# WHAT IS EXPECTED
Write a continuation of the forum thread below about keeping MAC boxes, picking up after its last post. The rows that follow it are not part of the thread.

# EXTRACTED TEXT
# MAC Boxes?



## PrettyKitty (May 9, 2005)

I always keep my boxes! I'm silly.  
	

	
	
		
		

		
		
	


	




ops: Who do the same thing?


----------



## Onederland (May 9, 2005)




----------



## arewethereyeti (May 9, 2005)

Guilty!  
	

	
	
		
		

		
		
	


	




ops:


----------



## joytheobscure (May 9, 2005)

Well, I tend to "get rid of the evidence" so it will just incorporate itself into my mac collection.  To keep peace in my family


----------



## pink_kittie_kat (May 9, 2005)

Quote:

   Originally Posted by *joytheobscure* 
_Well, I tend to "get rid of the evidence" so it will just incorporate itself into my mac collection.  To keep peace in my family _

 
yea i get rid of the evidence too for the same reasons ^.~


----------



## Jillith (May 9, 2005)

Quote:

   Originally Posted by *pink_kittie_kat* 
_ Quote:

   Originally Posted by *joytheobscure* 
Well, I tend to "get rid of the evidence" so it will just incorporate itself into my mac collection.  To keep peace in my family 

 
yea i get rid of the evidence too for the same reasons ^.~_

 
That is so me!  Get rid of it quick!


----------



## Sprout (May 9, 2005)

I keep them.  Nerdy, I know, but I like to keep my items in the boxes and display them on shelves in my bathroom.  Kind of like my own little MAC store. lol.


----------



## Shawna (May 9, 2005)

I let my son have them to play makeup store with..........................

# MATERIAL SUPPLIED

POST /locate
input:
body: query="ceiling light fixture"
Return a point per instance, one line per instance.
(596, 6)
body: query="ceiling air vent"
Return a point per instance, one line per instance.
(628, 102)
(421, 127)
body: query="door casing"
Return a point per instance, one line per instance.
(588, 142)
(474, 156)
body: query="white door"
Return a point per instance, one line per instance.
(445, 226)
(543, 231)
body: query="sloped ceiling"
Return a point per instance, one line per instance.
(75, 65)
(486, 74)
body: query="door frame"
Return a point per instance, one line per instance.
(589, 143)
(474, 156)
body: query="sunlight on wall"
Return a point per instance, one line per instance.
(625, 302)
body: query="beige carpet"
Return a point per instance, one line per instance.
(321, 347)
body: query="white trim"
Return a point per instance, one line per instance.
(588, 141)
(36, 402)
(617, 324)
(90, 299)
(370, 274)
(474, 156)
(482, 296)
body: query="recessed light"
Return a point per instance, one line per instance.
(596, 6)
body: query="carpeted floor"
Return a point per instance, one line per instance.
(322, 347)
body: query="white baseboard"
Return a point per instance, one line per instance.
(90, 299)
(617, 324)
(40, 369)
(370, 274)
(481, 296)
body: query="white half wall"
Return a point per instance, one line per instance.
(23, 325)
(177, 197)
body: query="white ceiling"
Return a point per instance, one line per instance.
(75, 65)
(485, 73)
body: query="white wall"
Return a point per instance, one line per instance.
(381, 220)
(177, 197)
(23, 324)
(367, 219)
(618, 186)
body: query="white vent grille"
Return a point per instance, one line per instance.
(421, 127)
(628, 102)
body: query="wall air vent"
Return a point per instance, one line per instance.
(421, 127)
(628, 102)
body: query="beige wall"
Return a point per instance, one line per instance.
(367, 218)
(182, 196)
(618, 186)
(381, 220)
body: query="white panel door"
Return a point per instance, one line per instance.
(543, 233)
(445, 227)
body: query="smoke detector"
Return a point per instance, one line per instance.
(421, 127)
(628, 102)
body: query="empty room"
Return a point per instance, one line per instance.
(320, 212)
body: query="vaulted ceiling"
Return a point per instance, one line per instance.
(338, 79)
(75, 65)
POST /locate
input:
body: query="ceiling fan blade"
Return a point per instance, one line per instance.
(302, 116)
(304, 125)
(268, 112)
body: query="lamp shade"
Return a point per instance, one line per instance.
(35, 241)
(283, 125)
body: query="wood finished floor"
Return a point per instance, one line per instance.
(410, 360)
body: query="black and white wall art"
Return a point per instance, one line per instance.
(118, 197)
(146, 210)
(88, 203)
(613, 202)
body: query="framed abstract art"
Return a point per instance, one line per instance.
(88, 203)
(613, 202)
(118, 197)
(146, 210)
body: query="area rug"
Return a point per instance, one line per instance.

# THE RESULT
----------



## Onederland (May 9, 2005)

Quote:

   Originally Posted by *Shawna* 
_I let my son have them to play makeup store with.........................._

 
I think your son is going to make his girlfriend very happy one day. He can understand her appreciation for beauty products.


----------



## roxybc (May 9, 2005)

I used to, but I moved so I threw them all out, no I live with my BF, so I too hide the evidence!!  :twisted:


----------



## Janice (May 9, 2005)

Quote:

   Originally Posted by *roxybc* 
_I used to, but I moved so I threw them all out, no I live with my BF, so I too hide the evidence!!  :twisted:_

 
Same here. We were moving and it was impossible to keep track of the bags they were in, I found out later sneaky Ian had thrown them in the dumpster when I wasn't around. 
	

	
	
		
		

		
		
	


	




 It's okay though, as it's a stupid compulsion (on my part) to keep the boxes.  

Now I just throw them into a bag that I periodically throw out.


----------



## Shawna (May 9, 2005)

Quote:

   Originally Posted by *Onederland* 
_
I think your son is going to make his girlfriend very happy one day. He can understand her appreciation for beauty products. 
	

	
	
		
		

		
		
	


	


_

 
I'm sorta hoping he'll become a makeup artist, fingers crossed!


----------



## solardame (May 9, 2005)

Yes, don't really know why. I still have the box from my first MAC purchase 
	

	
	
		
		

		
		
	


	




ops:


----------



## Alexa (May 9, 2005)

rofl i keep all of mine too. i was running out of room tho so i had to recycle 200 something boxes this weekend


----------



## Juneplum (May 9, 2005)

ha ha ha! i keep some of mine in boxes too.. like all the LE stuff! the rest i throw away to hide  the evidence! lol


----------



## notevenjail (May 9, 2005)

I started keeping them when I found out other people did! I don't really know why though - I guess my reason is incase I need to return something, but that never happens!


----------



## PrettyKitty (May 10, 2005)

I don't know why I keep mine.... They are too cute to not keep them.


----------



## RRRose (May 10, 2005)

I still have all of mine.  I don't have a lot, but I still have them and in a MAC bag =D


----------



## odium (May 10, 2005)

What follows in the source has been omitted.